Ordenamos unas tortas, las de especialidad de la casa, la torta cubana por supuesto, al ser creada derivada de la visita de Fidel Castro, según lo relatado por sus meseros, así como una fuente casi infinita de sodas para nuestras gargantas que debían ser preparadas para continuar con el jolgorio. Pocos de los comensales, incluidos nosotros, sabíamos que estábamos rodeados de un espacio donde los españoles exiliados por la Guerra Civil se reunían y encontraban en él, un sentido de tranquilidad y protección.

Probablemente, la altura de sus techos de 6 metros, permiten que el cuerpo se sienta inmerso en un bunker donde nada podría perpetrar la calma y el regocijo desarrollado en él. Desafortunadamente, las 2 de la tarde auspiciaban el inmenso calor que de afuera se colaba, por lo que las varias lámparas-ventiladores trabajaban a marcha forzada, sin embargo, poco era lo que se podía disfrutar del viento que emitían.

El café, es indudablemente, una de los productos estrella del sitio, su preparación es peculiar y los granos tostados desde la mañana antes de su apertura, provocan que el paladar se disuelva en un festival de riqueza. El primer dueño, quien era de origen español, perdió la propiedad por apostarlo todo en juegos de ruletas y cartas, no osbtante, quienes han pasado por él, han sabido conservar su belleza y estilo sesentero que a cualquiera incita para permanecer por lo menos más de una hora.

Libros y versos de poetas se han fraguado en sus esquinas, pues el mejor sitio para crear literatura y darle ritmo a las palabras, se presenta cuando el escritor se sienta lejos de un bullicio inacabado. El Nobel de Literatura Octavio Paz, terminó su obra poética “Libertad bajo palabra” y Bolaño consideraba a tal grado el sitio que lo incluyó en su libro “Los detectives salvajes”.

Los meseros parecían levitar aquel día, pues su rapidez de atención a los más de cincuenta comensales que éramos, iluminaban aún más la unicidad del Café.
________________________
▶ _Tu objetivo_: Continúa la crónica sobre la visita al café a partir de su última oración.
________________________
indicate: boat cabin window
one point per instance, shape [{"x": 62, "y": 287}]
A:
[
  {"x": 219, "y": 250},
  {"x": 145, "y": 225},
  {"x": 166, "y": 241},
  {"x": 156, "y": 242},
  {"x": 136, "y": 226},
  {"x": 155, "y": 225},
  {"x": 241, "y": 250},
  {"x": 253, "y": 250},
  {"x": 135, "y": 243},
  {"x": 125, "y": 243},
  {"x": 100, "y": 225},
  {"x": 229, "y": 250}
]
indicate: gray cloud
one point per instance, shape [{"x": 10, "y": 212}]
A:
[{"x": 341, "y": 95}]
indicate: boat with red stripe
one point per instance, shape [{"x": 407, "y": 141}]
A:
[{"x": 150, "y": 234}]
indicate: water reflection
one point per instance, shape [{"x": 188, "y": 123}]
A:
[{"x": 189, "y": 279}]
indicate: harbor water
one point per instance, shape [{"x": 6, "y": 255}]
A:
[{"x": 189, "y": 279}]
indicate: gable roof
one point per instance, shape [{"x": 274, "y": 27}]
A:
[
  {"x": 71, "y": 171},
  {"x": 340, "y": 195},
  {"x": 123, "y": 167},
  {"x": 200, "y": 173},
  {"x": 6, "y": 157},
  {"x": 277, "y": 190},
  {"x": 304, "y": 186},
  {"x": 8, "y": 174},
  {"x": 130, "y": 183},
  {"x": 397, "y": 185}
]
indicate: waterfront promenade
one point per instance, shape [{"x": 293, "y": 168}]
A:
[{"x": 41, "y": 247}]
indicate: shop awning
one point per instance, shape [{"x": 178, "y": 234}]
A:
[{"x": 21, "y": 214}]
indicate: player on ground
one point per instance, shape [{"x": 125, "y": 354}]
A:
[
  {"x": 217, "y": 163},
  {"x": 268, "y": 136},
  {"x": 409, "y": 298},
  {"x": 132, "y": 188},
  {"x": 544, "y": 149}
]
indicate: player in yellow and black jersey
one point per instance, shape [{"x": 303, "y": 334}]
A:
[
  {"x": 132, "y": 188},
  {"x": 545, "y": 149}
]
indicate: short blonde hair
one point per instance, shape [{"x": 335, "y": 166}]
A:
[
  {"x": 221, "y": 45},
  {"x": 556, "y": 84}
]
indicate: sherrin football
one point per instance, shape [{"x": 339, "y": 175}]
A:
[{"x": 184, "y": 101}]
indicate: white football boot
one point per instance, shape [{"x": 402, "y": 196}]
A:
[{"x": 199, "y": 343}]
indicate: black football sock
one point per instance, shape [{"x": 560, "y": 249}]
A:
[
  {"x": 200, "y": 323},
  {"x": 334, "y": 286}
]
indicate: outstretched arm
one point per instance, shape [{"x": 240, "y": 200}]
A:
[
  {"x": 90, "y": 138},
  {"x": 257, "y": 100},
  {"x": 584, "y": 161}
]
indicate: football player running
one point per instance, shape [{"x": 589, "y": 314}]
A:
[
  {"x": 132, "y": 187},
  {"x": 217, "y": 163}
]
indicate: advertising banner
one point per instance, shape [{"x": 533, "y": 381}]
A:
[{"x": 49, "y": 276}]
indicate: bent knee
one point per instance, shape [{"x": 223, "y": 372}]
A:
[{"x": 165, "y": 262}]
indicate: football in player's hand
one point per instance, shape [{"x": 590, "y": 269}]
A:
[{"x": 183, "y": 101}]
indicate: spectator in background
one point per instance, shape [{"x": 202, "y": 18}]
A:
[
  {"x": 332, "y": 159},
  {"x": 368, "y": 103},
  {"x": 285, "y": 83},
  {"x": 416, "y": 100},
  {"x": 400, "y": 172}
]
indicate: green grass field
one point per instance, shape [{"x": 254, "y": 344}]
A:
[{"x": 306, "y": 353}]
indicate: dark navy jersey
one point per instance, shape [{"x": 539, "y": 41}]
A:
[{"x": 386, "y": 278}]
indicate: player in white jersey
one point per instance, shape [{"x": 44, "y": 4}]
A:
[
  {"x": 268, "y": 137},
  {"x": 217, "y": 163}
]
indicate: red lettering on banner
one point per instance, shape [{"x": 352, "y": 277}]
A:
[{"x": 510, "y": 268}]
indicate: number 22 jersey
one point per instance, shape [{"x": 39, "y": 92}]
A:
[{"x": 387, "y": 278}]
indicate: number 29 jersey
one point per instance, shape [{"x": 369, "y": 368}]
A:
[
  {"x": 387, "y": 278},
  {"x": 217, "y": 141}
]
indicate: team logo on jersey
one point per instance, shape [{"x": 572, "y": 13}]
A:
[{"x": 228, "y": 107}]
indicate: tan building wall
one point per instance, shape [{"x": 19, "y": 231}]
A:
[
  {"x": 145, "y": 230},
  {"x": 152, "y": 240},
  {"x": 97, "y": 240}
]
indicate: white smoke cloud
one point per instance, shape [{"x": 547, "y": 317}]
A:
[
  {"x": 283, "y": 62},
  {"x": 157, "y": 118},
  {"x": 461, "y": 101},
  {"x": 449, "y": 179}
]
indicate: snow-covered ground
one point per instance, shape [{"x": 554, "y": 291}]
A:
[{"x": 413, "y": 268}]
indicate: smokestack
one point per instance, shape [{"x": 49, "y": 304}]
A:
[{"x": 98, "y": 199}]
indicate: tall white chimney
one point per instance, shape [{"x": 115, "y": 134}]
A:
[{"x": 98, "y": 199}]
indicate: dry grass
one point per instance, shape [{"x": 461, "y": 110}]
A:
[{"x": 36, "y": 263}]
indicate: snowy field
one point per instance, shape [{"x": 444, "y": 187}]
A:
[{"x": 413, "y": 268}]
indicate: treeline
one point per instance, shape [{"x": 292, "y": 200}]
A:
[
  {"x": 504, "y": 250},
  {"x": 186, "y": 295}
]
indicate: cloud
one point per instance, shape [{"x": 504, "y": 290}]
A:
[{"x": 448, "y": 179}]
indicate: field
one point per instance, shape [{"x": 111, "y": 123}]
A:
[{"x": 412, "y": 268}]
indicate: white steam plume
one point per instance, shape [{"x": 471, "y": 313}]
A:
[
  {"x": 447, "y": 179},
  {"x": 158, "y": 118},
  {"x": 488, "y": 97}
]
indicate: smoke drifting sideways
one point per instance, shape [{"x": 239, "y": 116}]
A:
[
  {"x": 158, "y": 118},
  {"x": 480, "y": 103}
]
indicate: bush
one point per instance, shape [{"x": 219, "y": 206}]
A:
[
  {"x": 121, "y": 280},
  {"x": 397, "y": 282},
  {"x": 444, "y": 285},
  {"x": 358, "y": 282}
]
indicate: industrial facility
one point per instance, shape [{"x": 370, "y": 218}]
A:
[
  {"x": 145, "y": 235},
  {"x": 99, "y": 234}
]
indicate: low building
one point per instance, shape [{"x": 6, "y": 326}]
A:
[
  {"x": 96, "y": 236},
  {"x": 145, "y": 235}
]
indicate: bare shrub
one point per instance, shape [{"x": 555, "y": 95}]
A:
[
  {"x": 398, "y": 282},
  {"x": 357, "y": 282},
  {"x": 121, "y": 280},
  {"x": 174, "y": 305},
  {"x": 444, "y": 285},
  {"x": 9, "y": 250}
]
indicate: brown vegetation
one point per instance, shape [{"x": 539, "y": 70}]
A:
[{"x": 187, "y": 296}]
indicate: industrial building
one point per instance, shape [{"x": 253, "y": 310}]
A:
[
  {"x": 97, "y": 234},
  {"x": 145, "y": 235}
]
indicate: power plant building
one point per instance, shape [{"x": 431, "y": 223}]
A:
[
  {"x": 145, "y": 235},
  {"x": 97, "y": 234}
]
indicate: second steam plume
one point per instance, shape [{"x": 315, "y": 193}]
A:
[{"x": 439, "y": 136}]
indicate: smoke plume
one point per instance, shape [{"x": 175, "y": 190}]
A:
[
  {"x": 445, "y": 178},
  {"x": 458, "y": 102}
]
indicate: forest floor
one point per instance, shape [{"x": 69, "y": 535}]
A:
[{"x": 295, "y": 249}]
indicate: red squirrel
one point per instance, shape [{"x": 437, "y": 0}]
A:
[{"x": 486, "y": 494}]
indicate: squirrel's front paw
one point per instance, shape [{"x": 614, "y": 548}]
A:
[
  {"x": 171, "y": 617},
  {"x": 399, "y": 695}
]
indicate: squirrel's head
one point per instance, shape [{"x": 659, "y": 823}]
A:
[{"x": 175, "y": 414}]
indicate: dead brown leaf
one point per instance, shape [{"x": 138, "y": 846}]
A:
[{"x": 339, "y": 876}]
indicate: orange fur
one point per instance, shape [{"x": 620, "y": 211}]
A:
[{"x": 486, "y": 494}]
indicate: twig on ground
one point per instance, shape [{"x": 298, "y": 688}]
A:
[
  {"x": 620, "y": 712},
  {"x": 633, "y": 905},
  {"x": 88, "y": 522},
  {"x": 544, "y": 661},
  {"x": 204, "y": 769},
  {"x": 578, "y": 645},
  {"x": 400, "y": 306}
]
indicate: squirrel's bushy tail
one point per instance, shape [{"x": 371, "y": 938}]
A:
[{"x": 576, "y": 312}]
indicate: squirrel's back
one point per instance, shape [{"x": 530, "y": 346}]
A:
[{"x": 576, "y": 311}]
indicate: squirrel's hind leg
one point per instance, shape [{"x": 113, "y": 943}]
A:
________________________
▶ _Resultado esperado_:
Los platos sonaban monocordes al golpeo de los cubiertos en ellos, su esencia era musical por naturaleza. El Café La Habana era un café de eterna festividad, de un orgullo por converger dentro de los mismos asientos y fotografías que miraban los ojos de personajes que le han dado sentido a un mundo latinoamericano que hoy, se presenta un tanto desmoronado.

Se dice que su café con leche o su café bombón, el cual se compone de café espresso doble cortado, espolvoreado con café y leche condensada, son los ideales para inyectar la sangre de suficiente cafeína y darle un sentido romántico a la vida, el mismo que también en el presente, se percibe ausente.

Sus puertas después de la oficialización de la pandemia en México, el 23 de marzo, permanecieron abiertas con órdenes para llevar y por pedido a domicilio, empero, las prosas y los versos se languidecen continuamente pues es prácticamente imposible recrear el ambiente y el aroma que en él se encuentran. La inspiración se ve forzada a fluir y motivar lo necesario a los bolígrafos que entintan hojas de papel.

Al día de hoy, poco puede observarse una fila de comensales esperando impacientes fuera de él, pues su reducción de mesas para evitar contactos cercanos con quienes asisten, ha potenciado la ausencia de varios, sobre todo de aquellos que desde su creación, han sido fieles consumidores en tanto que su edad impone un alto riesgo de ser atentados con un enemigo viral.

Hoy lo recuerdo con sus encantos y tonos místicos, hoy lo recuerdo infestado de anécdotas y momentos no solo entre los intelectuales, políticos y artistas, especialmente el artista por el cual tuve la dicha de rodearme de su grandeza, sino de las mismas risas que se claudicaron hace mucho y que hoy por amenazas externas, se consideran lejanas y casi imposibles de repetir.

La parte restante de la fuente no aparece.